INPUT MATERIAL =
★ ★ ★ ★ ★

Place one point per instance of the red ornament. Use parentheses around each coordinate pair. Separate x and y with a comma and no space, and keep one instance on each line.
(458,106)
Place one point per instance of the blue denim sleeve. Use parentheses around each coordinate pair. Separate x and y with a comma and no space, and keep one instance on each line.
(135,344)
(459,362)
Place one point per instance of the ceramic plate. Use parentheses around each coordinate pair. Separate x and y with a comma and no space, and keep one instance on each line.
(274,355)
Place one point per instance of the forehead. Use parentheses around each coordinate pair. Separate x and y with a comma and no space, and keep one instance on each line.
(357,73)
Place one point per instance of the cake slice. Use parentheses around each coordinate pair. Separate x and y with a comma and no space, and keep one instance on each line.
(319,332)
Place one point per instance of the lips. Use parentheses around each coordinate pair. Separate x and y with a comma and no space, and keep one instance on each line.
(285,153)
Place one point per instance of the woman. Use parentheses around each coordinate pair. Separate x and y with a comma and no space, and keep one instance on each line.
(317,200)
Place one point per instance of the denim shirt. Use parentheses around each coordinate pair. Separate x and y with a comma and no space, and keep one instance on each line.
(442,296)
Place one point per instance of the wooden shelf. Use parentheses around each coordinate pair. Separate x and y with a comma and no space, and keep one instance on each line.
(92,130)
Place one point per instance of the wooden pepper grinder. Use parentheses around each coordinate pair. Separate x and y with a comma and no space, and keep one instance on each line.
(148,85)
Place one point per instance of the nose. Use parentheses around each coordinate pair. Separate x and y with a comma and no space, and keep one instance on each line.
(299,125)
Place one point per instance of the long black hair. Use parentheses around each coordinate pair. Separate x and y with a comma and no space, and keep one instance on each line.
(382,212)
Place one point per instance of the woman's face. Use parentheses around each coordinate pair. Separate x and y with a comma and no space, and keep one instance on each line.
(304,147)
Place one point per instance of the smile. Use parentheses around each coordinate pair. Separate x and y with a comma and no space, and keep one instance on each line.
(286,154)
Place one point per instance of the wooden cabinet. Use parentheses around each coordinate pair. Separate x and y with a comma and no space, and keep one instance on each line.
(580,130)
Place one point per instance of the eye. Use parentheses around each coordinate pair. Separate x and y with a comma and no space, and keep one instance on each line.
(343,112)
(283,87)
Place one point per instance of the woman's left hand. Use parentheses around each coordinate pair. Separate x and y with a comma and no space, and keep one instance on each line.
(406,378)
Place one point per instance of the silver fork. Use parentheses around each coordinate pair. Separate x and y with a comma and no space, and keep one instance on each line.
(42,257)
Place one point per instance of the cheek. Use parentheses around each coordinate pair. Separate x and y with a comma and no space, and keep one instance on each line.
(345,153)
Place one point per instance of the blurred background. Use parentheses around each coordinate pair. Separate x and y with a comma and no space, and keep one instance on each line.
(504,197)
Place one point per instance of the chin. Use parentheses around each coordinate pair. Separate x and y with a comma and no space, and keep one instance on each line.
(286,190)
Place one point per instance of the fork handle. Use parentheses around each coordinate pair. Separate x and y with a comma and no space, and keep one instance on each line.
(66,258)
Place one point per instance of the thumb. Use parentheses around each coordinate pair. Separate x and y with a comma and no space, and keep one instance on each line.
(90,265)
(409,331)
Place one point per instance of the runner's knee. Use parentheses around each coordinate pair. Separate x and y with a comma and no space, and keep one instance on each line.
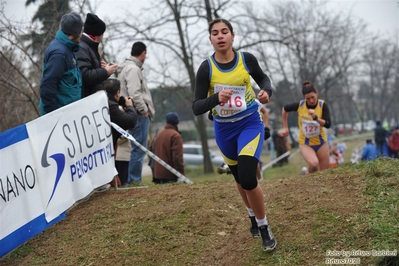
(247,167)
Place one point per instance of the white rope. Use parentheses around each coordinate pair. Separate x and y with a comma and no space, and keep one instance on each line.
(180,177)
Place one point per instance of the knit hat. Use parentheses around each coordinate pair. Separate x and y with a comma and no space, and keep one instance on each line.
(94,25)
(71,24)
(172,118)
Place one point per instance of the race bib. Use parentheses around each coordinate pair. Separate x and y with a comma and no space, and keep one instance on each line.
(310,128)
(235,105)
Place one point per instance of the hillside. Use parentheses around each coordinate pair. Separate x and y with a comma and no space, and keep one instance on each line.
(346,209)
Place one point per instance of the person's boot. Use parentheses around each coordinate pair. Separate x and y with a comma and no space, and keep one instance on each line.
(254,229)
(268,240)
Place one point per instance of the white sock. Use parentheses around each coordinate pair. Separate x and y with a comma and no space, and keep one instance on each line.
(250,212)
(262,222)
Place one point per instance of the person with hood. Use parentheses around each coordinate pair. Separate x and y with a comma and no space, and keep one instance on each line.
(94,69)
(168,145)
(380,137)
(134,84)
(124,117)
(61,82)
(369,151)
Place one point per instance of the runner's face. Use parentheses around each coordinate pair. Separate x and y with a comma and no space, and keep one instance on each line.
(311,98)
(221,37)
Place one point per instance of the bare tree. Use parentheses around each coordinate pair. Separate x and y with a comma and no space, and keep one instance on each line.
(380,89)
(19,78)
(317,45)
(176,31)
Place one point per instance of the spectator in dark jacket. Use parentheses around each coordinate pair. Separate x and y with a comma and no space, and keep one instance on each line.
(394,143)
(380,136)
(61,82)
(125,118)
(94,70)
(369,151)
(169,147)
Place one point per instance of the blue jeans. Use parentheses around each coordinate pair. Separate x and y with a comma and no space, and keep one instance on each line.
(140,133)
(380,149)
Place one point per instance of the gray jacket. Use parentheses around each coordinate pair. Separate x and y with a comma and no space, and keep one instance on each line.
(134,84)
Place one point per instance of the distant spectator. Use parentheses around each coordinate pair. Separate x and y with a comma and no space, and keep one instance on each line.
(168,146)
(335,155)
(330,137)
(127,116)
(304,171)
(341,148)
(380,136)
(393,143)
(122,159)
(282,146)
(133,83)
(369,151)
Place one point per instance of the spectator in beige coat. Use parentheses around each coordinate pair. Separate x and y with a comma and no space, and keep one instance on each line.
(122,159)
(133,84)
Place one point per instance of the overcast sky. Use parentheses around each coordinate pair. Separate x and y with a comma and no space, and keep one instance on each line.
(381,15)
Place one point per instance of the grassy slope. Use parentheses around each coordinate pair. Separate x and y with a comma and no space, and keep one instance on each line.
(351,207)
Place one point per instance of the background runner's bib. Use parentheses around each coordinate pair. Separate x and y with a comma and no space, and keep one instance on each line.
(235,105)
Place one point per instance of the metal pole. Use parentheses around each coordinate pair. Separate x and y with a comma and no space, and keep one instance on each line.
(180,177)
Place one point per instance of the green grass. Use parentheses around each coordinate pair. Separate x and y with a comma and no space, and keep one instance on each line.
(347,208)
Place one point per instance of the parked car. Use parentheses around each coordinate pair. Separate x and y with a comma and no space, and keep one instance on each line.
(193,156)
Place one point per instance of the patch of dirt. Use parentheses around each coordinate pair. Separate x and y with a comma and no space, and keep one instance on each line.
(200,224)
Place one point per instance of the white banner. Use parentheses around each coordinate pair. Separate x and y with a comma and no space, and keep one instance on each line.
(20,200)
(73,152)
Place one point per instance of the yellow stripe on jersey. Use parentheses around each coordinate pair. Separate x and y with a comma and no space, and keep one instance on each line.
(251,147)
(236,76)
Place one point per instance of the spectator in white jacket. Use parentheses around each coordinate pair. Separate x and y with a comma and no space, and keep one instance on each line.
(134,84)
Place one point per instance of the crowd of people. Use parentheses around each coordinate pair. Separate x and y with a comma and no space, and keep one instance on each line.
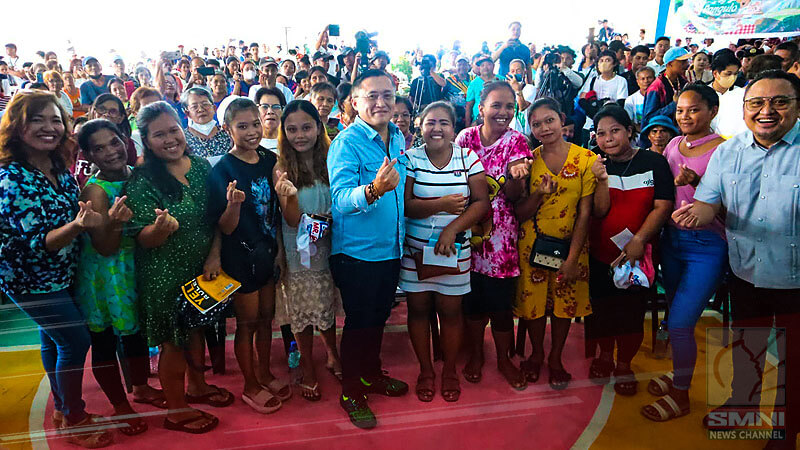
(504,184)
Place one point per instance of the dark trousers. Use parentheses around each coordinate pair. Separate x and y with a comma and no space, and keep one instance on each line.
(754,310)
(106,369)
(368,290)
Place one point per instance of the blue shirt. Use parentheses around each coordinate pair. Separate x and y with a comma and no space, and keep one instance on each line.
(369,232)
(760,188)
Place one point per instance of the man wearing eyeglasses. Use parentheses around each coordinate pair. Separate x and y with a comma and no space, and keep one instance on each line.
(367,179)
(268,78)
(756,177)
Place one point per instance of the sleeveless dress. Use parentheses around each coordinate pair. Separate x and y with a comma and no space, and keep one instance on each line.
(310,295)
(106,285)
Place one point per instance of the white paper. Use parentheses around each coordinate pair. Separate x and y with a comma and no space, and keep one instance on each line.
(431,258)
(622,239)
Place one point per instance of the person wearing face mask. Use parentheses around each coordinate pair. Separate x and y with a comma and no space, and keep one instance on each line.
(427,88)
(97,83)
(725,68)
(203,135)
(249,79)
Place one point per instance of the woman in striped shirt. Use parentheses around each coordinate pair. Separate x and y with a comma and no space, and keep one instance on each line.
(446,193)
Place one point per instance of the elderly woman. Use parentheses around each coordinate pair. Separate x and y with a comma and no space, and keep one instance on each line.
(55,83)
(40,221)
(203,136)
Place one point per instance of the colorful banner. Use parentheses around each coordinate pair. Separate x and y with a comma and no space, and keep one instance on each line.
(743,18)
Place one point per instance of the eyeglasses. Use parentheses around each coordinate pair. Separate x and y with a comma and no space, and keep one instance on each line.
(274,106)
(107,112)
(778,102)
(387,97)
(199,107)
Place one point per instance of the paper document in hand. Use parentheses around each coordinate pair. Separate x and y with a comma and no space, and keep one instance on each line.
(205,295)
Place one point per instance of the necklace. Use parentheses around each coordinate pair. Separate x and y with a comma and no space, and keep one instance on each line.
(700,141)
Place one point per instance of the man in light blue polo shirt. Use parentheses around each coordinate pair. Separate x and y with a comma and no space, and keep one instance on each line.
(756,177)
(367,177)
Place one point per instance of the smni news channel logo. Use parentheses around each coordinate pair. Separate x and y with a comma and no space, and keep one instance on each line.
(746,383)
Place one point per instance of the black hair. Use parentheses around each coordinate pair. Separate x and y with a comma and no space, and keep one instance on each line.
(154,168)
(324,86)
(125,126)
(706,93)
(441,104)
(93,126)
(370,73)
(488,88)
(640,49)
(762,63)
(791,47)
(723,59)
(317,69)
(616,112)
(398,99)
(237,106)
(776,75)
(270,91)
(343,91)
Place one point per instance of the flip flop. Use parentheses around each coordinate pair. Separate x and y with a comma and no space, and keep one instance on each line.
(451,388)
(181,425)
(310,393)
(134,425)
(260,401)
(666,408)
(277,386)
(205,399)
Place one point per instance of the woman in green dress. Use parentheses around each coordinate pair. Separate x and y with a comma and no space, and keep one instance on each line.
(168,197)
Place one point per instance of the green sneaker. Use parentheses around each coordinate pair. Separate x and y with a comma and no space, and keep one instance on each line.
(385,385)
(359,412)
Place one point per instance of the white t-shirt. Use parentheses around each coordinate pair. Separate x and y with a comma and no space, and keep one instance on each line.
(287,93)
(614,89)
(634,106)
(729,121)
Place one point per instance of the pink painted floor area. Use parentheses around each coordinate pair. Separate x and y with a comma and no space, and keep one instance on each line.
(489,414)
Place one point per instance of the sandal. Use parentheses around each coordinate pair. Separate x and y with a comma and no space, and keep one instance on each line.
(310,393)
(559,379)
(663,409)
(625,382)
(425,389)
(600,370)
(279,389)
(451,388)
(260,403)
(181,425)
(133,425)
(88,439)
(531,370)
(205,399)
(660,386)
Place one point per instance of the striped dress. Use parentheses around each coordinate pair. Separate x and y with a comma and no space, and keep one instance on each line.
(431,182)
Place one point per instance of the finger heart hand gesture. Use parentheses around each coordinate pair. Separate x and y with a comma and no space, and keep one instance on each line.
(233,195)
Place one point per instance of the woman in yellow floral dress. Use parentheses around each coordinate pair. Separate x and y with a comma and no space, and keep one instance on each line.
(560,197)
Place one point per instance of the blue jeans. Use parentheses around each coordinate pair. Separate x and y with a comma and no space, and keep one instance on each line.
(693,264)
(65,341)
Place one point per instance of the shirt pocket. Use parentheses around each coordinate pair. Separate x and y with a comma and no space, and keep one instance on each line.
(783,206)
(368,171)
(737,198)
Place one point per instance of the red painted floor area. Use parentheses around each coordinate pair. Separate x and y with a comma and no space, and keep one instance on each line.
(489,414)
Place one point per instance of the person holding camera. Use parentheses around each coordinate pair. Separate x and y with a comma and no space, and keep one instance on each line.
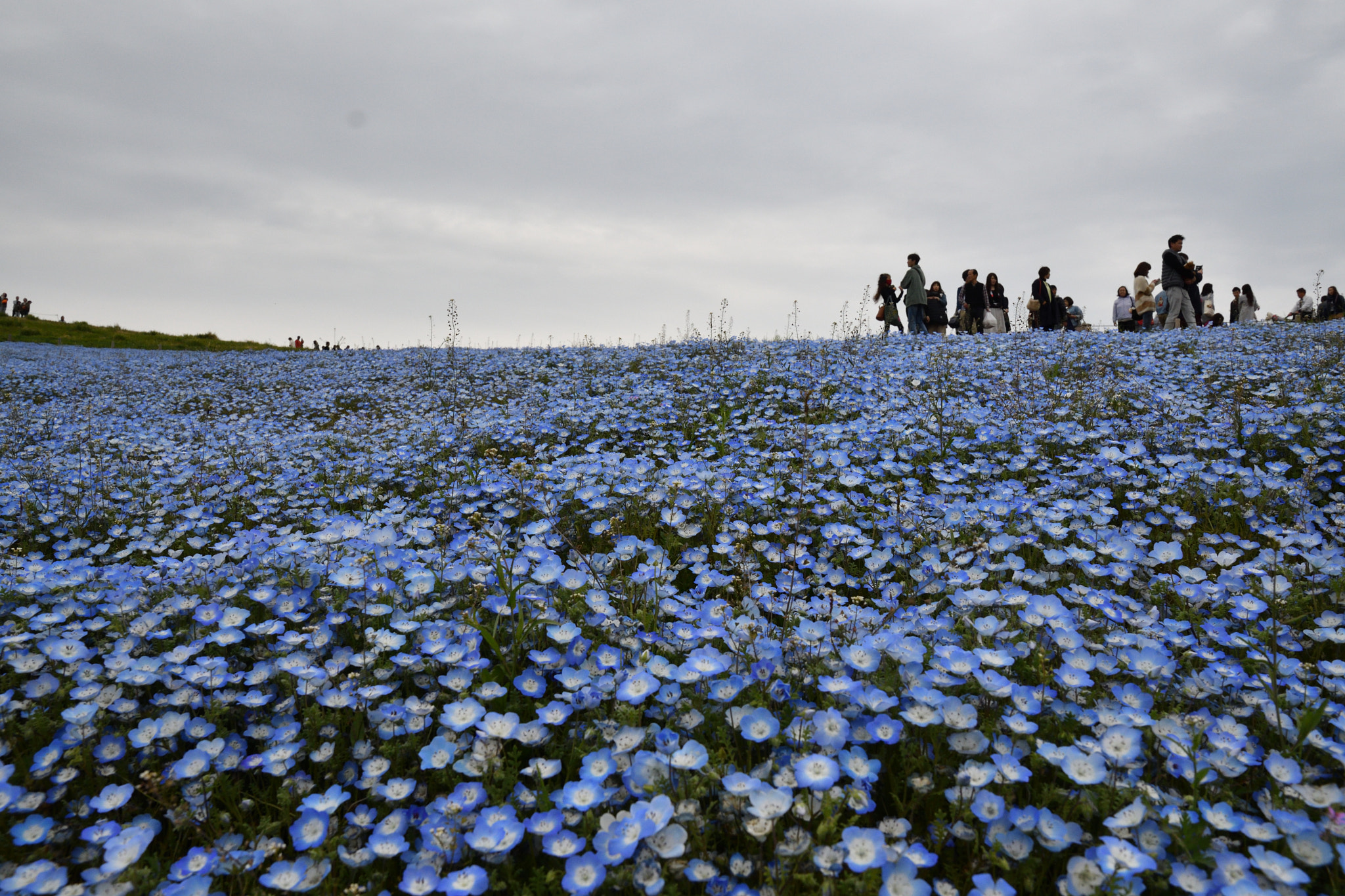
(1178,274)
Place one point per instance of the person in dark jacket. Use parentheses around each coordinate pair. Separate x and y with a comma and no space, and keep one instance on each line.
(937,309)
(1049,308)
(914,291)
(974,300)
(1178,273)
(997,303)
(891,305)
(1333,303)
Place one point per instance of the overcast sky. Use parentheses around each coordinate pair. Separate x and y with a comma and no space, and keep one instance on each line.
(267,169)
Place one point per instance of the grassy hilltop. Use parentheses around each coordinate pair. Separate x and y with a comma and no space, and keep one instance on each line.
(30,330)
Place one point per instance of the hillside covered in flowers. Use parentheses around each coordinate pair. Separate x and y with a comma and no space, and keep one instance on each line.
(1025,614)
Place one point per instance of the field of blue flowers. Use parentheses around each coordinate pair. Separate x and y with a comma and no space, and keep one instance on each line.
(1019,614)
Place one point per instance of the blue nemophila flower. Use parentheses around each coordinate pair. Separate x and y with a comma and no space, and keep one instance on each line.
(618,842)
(817,771)
(988,806)
(759,726)
(690,757)
(857,765)
(636,688)
(583,794)
(583,875)
(770,802)
(397,789)
(466,882)
(864,848)
(830,729)
(32,830)
(299,876)
(902,879)
(531,684)
(310,829)
(1283,770)
(437,754)
(598,766)
(563,844)
(112,797)
(197,861)
(988,885)
(462,715)
(418,880)
(128,845)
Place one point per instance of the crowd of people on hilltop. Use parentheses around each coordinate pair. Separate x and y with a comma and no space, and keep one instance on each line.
(298,343)
(1172,300)
(1178,299)
(22,307)
(979,307)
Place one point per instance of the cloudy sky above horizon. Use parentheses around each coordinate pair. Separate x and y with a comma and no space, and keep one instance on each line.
(567,169)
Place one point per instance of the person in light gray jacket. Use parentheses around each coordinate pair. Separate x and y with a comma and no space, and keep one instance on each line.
(1247,305)
(1178,273)
(912,285)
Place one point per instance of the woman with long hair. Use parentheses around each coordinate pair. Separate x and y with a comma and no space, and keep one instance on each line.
(937,309)
(1207,300)
(1247,305)
(997,304)
(1143,296)
(887,295)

★ ★ ★ ★ ★

STATED TASK = Transcribe the records above exactly, but only from the line that contains "Place one point per instance of the crowd of people on" through their final line, inclusive.

OUTPUT OF THE TASK =
Place one point per instance of the crowd of people on hilltop. Use parentheses around each coordinate pair. Separate x and y with a comma and no space, and keep one instance on each line.
(298,343)
(1172,300)
(1178,299)
(22,307)
(979,307)
Place one point per instance of the cloudy sky above horizon. Use parentheses around each coordinate pair. Separate x and y with a comma and no space, and keep one instance on each line.
(567,169)
Place one point per instance of the person in light gray jacket. Use parentheses around each coordinate pair. Separate x and y with a comma and no space, and keep one instance on each line.
(1247,305)
(1178,273)
(912,285)
Place one point per instance of the woman with long hair. Use parentheses around each coordinate pair. Separate x and y with a comma and no space, and keep one instance on each line.
(937,309)
(1207,300)
(1247,305)
(997,304)
(1143,296)
(887,295)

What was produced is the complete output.